What is needed
In the material below, find every line that contains the word "concrete" and copy each of those lines.

(Point-based annotation data)
◇ ◇ ◇

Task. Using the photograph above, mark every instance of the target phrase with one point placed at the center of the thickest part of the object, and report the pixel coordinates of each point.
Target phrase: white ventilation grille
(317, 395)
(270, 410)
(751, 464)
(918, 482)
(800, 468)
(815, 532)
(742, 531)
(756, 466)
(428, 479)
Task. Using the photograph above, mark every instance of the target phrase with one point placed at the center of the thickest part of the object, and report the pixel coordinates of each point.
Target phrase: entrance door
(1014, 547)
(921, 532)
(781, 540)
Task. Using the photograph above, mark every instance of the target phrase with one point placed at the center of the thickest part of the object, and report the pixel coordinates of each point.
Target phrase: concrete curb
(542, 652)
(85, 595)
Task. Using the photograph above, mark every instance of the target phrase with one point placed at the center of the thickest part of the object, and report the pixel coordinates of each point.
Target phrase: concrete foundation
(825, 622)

◇ ◇ ◇

Correct response
Target phrase: concrete curb
Target phrase: concrete foundation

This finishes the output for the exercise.